Problems to solve:
**A.** Answer these questions using the talk on the Irish in Australia, one answer per line:
(i) What competition is held at each Koroit Festival?
(ii) Which two areas were the largest areas of Irish settlement in New South Wales in the nineteenth century?
(iii) From whom did Patrick Hartigan take the title John O'Brien?
**B.** Reproduce word for word the passage of the talk on the Irish in Australia that begins at the words "RICHARD REID: We" and stops after "presence in the nineteenth century.".
**C.** Carry on the talk on the Irish in Australia from the point where it stops.
***** Given text
BRENDON KELSON: I just couldn’t resist this. It smacked of stage Irishness and all that sort of business - hard drinking, outrageous brogues mixed with charm and wit. They actually have a leprechaun competition each Koroit Festival. While I was there on this occasion the person who had been leprechaun for the previous three years and worked in every pub in Koroit was sitting there with his little cap, which had on it ‘to be sure to be sure’ with a feather sticking out of the back of it. He looked like a Barry Fitzgerald character that had walked out of Going my Way with Bing Crosby or something like this. And up on a board on the wall was chalked just by way of example:
Dad: Mickey, will you go outside and see if it’s raining. Son: Oh Dad, why can’t you call the dog in and see if he’s wet.
RICHARD REID: We have two more to go. This is in a section which is about Irish places in Australia. We have Galong quite close here to Canberra, Ned Ryan’s house, Clare in South Australia, Koroit and Kiama on the coast. Kiama and Boorowa were the two largest areas of Irish settlement in New South Wales in the nineteenth century. This is getting to grips with the idea where are there places in which you can still find a redolence of the Irish presence in the nineteenth century.
One of the forgotten stories of the Irish is one that I am sure those of you who are brought up in this country will remember very well is the Around the Boree Log poems. It seems to me Patrick Hartigan ‘John O’Brien’ has fallen off the radar over the last 20 or 30 years. Back in the 1920s when the famous book Around the Boree Log of his poetry was published, he sold something like 500,000 copies in reprints and became one of the best-selling authors in Australia by far. Manning Clark who set out to write about the various themes, one of which was the bringing of Catholicism to Australia and things like that, doesn’t even mention him in the last volume. People like Patrick O’Farrell are a bit disparaging about him and think he’s over-sentimentalised and nostalgic.
But I think John O’Brien captures the whole ethos of the rural Irish Catholics in New South Wales, Victoria and other places in the 1890s through to the 1920s, 1930s and 1940s. Of course you would all know the famous lines [from ‘Said Hanrahan’]:
‘We’ll all be rooned,’ said Hanrahan, In accents most forlorn, Outside the church, ere Mass began, One frosty Sunday morn.
The congregation stood about, Coat-collars to the ears, And talked of stock, and crops, and drought, As it had done for years.
‘It’s looking crook,’ said Daniel Croke; ’Bedad, it’s croke, me lad, For never since the banks went broke Has seasons been so bad.’
I think Hartigan is due - and certainly for our exhibition here and in the book he gets a guernsey - because he is the man who reflects well this kind of Irish rural Catholic society. John O’Brien - the title he gave himself is interesting. He never said he was a poet. He always claimed that he wasn’t up there with the Christopher Brennans, WB Yeats and all the rest of it. When asked about this he said, ‘I took the title John O’Brien from a dairyman out in one of these small towns in New South Wales near Narrandera that I knew well who used to be known for his adulterated milk. Well that’s me, an adulterated poet, so I’m John O’Brien.’ I rather like that kind of modesty on his behalf. He knew that he was not a great poet but he was a great versifier and a great bringer of all sorts of themes and feelings about these small rural Irish communities. And that is the house he was born in.
**********
***** Material provided
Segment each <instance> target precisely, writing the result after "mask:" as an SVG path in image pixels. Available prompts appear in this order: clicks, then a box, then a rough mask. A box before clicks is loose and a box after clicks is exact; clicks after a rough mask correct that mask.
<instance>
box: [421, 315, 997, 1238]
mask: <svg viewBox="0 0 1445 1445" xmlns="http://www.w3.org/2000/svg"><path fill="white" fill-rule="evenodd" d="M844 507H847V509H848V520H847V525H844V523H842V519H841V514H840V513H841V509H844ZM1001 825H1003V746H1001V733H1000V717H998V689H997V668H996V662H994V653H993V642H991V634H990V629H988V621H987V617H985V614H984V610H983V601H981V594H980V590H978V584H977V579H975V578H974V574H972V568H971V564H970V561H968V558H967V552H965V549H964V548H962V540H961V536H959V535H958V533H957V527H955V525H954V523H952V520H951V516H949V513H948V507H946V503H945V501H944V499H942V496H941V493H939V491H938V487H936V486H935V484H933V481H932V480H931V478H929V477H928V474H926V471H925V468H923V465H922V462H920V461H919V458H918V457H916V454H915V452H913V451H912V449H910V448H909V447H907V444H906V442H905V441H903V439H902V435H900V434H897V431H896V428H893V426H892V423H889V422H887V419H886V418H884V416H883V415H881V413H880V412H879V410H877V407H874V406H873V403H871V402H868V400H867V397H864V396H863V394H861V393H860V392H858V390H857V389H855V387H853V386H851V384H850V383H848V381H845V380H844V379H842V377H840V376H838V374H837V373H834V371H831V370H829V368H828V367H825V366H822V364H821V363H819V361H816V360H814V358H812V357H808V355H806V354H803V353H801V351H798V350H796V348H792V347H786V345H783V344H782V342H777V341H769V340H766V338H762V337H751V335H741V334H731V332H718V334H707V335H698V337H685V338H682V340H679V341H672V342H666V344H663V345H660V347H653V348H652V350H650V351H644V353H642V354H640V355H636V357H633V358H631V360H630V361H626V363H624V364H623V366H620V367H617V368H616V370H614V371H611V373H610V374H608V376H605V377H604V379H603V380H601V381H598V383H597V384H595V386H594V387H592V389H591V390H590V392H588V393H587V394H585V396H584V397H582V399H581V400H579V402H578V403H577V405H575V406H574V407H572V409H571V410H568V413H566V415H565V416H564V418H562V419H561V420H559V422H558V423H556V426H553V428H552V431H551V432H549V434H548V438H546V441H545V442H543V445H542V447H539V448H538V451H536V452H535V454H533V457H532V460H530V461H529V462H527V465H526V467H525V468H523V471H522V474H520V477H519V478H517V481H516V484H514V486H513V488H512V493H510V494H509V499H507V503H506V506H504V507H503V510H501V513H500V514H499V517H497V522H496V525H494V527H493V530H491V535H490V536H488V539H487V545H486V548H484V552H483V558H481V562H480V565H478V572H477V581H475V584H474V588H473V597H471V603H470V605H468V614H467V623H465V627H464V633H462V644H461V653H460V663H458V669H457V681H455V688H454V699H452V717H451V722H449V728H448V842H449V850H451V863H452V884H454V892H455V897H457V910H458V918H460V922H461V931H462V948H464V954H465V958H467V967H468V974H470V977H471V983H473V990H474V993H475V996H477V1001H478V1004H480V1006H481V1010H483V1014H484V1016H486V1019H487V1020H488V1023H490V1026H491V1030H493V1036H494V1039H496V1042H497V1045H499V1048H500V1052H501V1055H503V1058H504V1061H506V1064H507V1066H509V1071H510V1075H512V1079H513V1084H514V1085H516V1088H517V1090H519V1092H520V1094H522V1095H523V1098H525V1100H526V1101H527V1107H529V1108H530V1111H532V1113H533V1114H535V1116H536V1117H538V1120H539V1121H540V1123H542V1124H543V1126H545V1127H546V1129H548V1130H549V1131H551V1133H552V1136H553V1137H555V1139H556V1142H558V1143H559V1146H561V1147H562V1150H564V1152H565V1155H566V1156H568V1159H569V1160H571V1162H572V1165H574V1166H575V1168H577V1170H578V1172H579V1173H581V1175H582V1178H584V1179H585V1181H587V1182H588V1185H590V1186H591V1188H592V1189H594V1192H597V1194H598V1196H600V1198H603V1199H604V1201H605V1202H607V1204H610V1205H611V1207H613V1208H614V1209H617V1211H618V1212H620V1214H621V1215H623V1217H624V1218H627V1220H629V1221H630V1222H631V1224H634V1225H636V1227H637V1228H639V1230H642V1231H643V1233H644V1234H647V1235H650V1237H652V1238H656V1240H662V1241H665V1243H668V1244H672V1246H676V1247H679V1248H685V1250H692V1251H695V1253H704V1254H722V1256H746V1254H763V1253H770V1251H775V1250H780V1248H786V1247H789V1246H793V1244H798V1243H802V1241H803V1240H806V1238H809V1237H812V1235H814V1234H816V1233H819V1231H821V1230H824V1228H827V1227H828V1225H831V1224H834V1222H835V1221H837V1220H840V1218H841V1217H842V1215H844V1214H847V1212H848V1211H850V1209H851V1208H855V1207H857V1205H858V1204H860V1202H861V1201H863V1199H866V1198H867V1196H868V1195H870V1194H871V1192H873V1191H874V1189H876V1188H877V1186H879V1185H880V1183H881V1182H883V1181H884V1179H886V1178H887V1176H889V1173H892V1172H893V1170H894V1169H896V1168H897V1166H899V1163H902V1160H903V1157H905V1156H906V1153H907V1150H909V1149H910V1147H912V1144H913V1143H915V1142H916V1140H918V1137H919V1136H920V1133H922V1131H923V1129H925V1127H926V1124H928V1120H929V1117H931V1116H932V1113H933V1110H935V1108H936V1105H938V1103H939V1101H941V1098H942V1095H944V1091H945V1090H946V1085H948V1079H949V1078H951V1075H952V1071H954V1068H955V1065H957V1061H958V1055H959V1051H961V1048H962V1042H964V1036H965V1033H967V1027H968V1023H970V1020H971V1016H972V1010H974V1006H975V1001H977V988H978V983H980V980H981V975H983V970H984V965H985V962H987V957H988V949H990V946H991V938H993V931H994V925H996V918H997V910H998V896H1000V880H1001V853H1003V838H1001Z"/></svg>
**********
Solved tasks:
**A.**
(i) A leprechaun competition.
(ii) Kiama and Boorowa.
(iii) From a dairyman near Narrandera in New South Wales who was known for his adulterated milk.

**B.**
RICHARD REID: We have two more to go. This is in a section which is about Irish places in Australia. We have Galong quite close here to Canberra, Ned Ryan’s house, Clare in South Australia, Koroit and Kiama on the coast. Kiama and Boorowa were the two largest areas of Irish settlement in New South Wales in the nineteenth century. This is getting to grips with the idea where are there places in which you can still find a redolence of the Irish presence in the nineteenth century.

**C.**
BRENDON KELSON: That’s his birthplace in Yass. There’s a heritage listing on it. It is not very far off the main street. If you ever go up that way to find it it’s very easy.
RICHARD REID: The boree log cottage. Our last one is one that’s really very cheeky and deliberately so.
As someone who is an Irishman who has been in this country since 1972, so I can certainly now claim to be an Australian as well as being Irish - in fact, I’m completely confused and mixed up about what the heck I am at the end of the day. To me this is one of the most teasing images about the Irish in Australia you can find. It’s the statue of Queen Victoria outside the Queen Victoria Building in Sydney. Those of you who know it, it lies between the Town Hall on one side and the Queen Victoria Building on the other.
If you ask yourself about Irish identity in Australia in the nineteenth century and right through to the First World War, up until that great crisis of Mannix, conscription, the Irish war of independence and so on, where did the Catholic Irish owe their allegiance in relation to their attitudes in Australia? Let me give you one simple story that I think illustrates that very well.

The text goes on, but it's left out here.